OBJECTIVE: Filter the listing below down to the lines that include the word "lily", and copy each of those lines out in full.

SOURCE RECORDS:
_ _ _ _ _ _ _

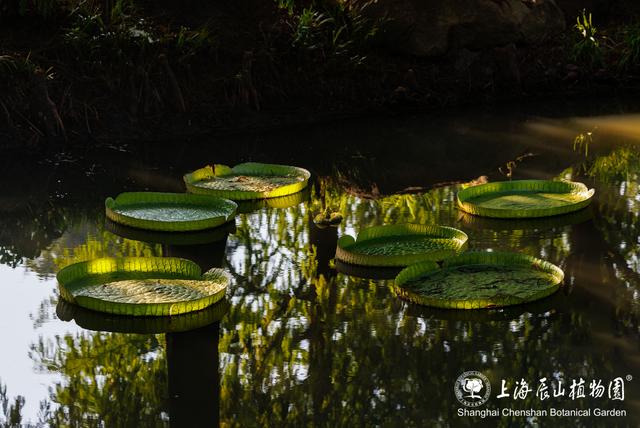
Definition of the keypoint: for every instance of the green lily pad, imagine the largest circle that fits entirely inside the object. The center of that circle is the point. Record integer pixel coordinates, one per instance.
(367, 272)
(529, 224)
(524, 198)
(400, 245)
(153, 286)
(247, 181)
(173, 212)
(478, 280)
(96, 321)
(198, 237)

_ _ _ _ _ _ _

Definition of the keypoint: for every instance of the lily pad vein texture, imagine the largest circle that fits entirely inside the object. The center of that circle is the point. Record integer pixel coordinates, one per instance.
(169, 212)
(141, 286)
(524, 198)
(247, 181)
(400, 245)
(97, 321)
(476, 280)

_ _ _ _ _ _ _

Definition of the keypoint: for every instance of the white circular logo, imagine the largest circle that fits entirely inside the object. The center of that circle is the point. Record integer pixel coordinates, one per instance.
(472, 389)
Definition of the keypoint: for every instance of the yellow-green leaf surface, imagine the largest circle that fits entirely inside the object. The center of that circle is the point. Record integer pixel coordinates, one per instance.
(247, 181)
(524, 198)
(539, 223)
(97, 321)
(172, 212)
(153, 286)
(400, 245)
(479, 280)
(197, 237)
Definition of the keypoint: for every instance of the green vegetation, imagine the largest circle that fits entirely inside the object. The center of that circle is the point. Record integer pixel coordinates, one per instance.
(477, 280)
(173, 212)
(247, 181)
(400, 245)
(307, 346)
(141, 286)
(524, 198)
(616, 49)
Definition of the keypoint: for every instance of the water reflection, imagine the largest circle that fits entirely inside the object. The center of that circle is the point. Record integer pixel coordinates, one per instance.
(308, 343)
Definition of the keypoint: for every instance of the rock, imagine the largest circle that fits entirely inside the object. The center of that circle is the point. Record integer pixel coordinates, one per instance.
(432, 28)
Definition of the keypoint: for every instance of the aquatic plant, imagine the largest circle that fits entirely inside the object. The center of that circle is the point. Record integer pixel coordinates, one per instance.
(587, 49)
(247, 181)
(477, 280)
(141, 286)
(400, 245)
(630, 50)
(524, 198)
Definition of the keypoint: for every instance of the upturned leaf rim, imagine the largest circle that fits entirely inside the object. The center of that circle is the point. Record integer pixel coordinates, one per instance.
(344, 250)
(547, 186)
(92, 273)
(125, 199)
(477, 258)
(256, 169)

_ _ _ _ _ _ _

WRITTEN SOLUTION:
Definition of the keypoint: for every instance of the green lily pad, imagine the largest circle that fits entirely inside the object. The center of that circle is the point. Record integer pixel coordinates, one per instance.
Definition of the keypoint: for every instance of the lily pad vein texture, imagine the largest circle that fits entirely inside the object. The center of that circle is the point. Record integer pixel coordinates, one per instance.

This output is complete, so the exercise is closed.